WHAT YOU HAVE TO DO »
Please print every line from the one containing "the woman walking" through the last line of the records below, exactly as written and nothing more.

(Source data)
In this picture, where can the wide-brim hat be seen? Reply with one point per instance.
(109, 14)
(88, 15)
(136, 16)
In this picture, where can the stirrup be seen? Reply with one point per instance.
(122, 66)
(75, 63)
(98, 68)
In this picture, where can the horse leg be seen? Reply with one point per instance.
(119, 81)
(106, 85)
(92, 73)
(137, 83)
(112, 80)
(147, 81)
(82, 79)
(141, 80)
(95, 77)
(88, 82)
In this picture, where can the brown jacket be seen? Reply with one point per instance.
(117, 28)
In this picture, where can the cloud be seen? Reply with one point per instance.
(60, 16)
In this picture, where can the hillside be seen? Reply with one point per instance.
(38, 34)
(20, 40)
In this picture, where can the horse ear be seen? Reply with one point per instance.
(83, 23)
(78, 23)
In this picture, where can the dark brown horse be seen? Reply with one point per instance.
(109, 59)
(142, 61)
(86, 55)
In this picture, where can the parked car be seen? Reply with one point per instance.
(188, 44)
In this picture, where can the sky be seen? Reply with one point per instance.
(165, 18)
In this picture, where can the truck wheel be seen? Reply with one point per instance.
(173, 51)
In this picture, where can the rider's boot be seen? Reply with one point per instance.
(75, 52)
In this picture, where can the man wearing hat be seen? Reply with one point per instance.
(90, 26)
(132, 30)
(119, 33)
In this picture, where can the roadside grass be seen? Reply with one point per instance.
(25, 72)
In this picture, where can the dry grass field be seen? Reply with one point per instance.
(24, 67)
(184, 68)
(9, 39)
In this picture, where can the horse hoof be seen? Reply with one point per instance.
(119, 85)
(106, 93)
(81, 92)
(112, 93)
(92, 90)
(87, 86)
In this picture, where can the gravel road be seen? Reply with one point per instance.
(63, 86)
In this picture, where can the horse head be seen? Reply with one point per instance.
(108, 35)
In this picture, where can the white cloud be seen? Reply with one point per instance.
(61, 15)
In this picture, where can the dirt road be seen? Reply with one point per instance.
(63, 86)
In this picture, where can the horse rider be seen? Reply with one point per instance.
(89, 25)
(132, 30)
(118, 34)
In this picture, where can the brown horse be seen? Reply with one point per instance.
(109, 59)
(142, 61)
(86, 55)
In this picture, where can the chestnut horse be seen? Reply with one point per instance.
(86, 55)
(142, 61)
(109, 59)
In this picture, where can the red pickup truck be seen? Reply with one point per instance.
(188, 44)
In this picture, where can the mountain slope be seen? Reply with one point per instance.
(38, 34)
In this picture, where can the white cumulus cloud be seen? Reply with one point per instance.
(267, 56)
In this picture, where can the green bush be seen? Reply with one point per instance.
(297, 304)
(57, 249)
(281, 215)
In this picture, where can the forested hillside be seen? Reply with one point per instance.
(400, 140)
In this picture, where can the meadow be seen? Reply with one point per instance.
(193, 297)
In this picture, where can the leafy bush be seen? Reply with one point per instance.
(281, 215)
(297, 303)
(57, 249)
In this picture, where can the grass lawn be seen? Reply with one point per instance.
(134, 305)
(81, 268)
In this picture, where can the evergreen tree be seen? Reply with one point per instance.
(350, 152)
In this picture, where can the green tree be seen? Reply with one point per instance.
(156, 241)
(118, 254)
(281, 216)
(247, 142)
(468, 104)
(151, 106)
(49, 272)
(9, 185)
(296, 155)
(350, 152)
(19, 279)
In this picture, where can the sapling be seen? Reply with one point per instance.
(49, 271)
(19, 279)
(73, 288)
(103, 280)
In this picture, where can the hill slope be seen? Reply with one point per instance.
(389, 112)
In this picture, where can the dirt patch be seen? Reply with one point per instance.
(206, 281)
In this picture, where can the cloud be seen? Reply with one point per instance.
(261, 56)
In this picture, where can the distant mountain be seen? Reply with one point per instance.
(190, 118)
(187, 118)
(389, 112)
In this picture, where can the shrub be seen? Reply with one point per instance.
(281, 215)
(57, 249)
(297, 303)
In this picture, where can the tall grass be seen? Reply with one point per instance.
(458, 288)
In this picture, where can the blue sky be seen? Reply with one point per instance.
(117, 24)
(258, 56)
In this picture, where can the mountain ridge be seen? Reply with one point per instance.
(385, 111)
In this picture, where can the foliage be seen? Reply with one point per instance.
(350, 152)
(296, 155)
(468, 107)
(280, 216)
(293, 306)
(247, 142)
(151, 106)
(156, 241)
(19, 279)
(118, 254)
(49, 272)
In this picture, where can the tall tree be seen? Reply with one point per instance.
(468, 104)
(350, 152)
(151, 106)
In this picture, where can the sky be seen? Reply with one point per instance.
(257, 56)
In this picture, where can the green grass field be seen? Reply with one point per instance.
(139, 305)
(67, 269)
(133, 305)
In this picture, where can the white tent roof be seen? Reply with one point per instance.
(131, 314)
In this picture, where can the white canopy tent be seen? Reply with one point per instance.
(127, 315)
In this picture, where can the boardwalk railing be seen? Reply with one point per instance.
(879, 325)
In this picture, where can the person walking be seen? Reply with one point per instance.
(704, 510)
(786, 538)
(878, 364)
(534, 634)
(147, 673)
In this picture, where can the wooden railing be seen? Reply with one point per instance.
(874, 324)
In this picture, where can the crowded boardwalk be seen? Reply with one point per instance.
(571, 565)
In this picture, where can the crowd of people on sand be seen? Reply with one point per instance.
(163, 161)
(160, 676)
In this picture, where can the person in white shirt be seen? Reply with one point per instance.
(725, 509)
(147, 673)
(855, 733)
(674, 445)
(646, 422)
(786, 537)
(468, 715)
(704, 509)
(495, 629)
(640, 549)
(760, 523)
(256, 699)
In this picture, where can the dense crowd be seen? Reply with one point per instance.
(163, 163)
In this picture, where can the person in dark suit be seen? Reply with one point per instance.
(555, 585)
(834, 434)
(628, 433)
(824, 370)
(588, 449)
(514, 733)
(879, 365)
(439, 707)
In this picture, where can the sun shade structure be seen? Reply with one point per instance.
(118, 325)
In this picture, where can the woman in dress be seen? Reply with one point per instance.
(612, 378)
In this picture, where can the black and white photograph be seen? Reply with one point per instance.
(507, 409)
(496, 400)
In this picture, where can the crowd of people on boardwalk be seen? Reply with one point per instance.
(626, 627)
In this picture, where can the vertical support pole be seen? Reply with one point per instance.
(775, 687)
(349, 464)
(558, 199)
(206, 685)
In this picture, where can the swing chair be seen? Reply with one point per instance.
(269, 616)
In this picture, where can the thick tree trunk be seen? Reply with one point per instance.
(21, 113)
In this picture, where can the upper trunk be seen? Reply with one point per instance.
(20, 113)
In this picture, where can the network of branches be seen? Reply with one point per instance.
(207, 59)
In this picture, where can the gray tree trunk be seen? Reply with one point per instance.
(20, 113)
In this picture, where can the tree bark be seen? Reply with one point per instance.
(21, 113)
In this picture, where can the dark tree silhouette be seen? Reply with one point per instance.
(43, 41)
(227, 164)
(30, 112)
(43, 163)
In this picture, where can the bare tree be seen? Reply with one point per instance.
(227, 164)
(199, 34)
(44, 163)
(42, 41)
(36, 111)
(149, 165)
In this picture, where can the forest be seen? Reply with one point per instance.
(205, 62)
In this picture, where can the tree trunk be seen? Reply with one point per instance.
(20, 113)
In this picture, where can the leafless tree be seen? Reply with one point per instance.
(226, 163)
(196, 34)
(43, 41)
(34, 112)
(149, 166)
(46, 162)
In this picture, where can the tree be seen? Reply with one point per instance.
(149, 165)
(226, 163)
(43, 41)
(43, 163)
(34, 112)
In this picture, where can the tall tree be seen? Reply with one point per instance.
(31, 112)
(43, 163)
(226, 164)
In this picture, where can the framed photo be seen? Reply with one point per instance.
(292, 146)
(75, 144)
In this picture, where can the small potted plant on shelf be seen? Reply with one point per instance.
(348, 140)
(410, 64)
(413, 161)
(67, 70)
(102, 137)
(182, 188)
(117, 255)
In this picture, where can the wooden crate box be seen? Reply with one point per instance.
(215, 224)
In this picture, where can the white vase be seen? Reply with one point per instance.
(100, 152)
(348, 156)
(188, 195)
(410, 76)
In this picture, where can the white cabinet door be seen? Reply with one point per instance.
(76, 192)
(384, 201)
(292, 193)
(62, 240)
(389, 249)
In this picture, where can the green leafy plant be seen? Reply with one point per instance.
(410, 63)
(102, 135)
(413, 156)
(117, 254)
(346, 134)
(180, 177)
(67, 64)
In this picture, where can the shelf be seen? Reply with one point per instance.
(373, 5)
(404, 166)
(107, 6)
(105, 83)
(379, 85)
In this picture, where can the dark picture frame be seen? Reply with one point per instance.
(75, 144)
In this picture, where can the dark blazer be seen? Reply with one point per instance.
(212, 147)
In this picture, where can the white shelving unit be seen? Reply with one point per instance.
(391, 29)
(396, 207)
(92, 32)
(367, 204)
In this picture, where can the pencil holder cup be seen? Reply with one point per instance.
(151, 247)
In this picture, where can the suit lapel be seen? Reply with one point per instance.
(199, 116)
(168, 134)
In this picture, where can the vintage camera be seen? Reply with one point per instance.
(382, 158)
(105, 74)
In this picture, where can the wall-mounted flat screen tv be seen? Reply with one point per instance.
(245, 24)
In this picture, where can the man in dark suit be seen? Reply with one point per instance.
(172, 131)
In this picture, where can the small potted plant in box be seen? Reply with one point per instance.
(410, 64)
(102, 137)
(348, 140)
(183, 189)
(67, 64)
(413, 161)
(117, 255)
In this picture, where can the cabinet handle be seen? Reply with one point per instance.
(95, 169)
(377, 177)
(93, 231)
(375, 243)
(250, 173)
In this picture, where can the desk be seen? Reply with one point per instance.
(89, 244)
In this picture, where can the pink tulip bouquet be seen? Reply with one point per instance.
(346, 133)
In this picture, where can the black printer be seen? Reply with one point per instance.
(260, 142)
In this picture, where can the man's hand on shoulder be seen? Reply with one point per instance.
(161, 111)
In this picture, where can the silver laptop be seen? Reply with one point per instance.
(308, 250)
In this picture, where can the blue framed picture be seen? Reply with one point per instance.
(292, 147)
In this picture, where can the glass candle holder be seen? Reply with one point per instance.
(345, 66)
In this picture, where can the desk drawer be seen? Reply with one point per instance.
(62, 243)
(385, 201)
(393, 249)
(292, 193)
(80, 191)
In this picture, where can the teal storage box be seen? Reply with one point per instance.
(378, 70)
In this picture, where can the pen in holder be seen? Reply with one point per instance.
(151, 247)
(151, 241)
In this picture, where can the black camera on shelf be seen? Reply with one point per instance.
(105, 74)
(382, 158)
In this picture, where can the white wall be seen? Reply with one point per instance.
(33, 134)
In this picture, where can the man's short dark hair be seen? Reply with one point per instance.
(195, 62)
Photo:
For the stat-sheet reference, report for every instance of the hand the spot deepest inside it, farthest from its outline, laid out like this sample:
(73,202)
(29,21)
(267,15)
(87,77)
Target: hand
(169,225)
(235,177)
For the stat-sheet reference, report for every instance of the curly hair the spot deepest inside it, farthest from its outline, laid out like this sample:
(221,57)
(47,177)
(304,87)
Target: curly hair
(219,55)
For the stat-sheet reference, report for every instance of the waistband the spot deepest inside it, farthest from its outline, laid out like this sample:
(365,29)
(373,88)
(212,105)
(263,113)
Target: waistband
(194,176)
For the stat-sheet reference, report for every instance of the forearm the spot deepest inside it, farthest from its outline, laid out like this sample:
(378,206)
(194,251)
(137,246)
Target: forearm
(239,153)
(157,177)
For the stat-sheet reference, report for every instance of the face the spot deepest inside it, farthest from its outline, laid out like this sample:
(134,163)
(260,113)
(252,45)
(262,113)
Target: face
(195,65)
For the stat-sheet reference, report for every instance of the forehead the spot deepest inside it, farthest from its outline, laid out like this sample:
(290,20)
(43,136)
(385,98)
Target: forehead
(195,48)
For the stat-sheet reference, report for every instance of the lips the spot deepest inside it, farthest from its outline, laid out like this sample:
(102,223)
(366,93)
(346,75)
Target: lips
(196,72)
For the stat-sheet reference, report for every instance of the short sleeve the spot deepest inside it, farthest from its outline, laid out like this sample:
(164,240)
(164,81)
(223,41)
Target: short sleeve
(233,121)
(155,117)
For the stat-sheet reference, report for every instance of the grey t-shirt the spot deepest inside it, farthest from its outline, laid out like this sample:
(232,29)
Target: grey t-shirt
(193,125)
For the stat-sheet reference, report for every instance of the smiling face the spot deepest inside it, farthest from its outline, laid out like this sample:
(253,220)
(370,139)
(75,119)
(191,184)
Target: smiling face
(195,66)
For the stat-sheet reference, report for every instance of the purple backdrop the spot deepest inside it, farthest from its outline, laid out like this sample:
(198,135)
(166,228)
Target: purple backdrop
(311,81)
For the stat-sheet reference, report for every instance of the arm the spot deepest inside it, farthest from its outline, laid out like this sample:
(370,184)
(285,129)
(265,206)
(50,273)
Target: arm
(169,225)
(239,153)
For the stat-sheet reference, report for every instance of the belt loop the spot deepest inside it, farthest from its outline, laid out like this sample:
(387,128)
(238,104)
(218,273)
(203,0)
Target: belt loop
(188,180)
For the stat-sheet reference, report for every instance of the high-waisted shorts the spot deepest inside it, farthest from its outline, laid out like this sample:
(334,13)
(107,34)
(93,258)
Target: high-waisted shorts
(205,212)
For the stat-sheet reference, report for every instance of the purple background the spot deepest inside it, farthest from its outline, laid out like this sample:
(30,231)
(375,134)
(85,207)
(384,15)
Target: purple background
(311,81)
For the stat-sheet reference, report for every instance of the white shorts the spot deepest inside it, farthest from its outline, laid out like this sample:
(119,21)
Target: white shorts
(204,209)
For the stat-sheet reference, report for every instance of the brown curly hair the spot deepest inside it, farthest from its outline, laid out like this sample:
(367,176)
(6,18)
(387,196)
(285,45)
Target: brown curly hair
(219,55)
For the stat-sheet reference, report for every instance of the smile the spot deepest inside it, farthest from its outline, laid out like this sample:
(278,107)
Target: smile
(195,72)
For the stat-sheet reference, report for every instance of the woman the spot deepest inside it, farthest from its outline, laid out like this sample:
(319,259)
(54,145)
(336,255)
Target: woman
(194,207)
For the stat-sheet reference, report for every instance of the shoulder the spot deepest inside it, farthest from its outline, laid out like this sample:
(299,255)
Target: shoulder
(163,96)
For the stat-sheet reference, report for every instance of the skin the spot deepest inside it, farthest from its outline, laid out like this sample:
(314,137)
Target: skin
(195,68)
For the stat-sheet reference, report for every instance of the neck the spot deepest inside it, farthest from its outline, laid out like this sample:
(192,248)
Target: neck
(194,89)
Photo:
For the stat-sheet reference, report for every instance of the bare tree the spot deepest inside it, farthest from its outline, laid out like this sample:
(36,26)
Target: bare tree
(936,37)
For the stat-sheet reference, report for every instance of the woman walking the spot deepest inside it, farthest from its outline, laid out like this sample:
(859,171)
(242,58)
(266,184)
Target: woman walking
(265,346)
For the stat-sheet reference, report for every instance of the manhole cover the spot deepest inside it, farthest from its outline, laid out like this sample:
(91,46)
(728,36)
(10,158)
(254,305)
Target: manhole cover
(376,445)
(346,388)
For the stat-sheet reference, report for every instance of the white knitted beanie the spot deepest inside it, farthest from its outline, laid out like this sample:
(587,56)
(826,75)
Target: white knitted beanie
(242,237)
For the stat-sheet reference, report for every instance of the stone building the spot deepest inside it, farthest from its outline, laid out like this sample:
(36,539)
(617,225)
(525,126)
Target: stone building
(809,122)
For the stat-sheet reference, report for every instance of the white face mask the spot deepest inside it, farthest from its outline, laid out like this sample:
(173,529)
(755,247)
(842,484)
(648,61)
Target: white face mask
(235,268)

EXERCISE SOLUTION »
For the stat-sheet reference, report for every instance of the woman walking the spot deepest inside it, farthest from its outline, laid out like this sample:
(859,171)
(242,58)
(266,184)
Target: woman walking
(265,346)
For the stat-sheet reference, report for every instance of the manhole cover the spot deepest inside it, farthest from its outline, laid out like this sample:
(91,46)
(728,36)
(10,158)
(254,305)
Target: manhole cover
(376,445)
(346,388)
For the stat-sheet reference, report for every instance of the white knitted beanie the spot deepest inside it, farthest from its outline, laid out like this sample:
(587,56)
(826,75)
Target: white knitted beanie
(242,237)
For the stat-sheet reference, report for every instance of the stone building the spot deepest inside it, farthest from its outline, laid out like this sample:
(36,539)
(617,225)
(525,126)
Target: stone building
(809,122)
For the stat-sheet reference, report for every instance of the white face mask the spot deepest inside it, farthest from its outline, laid out like this sample:
(173,529)
(755,247)
(842,484)
(648,61)
Target: white face mask
(235,268)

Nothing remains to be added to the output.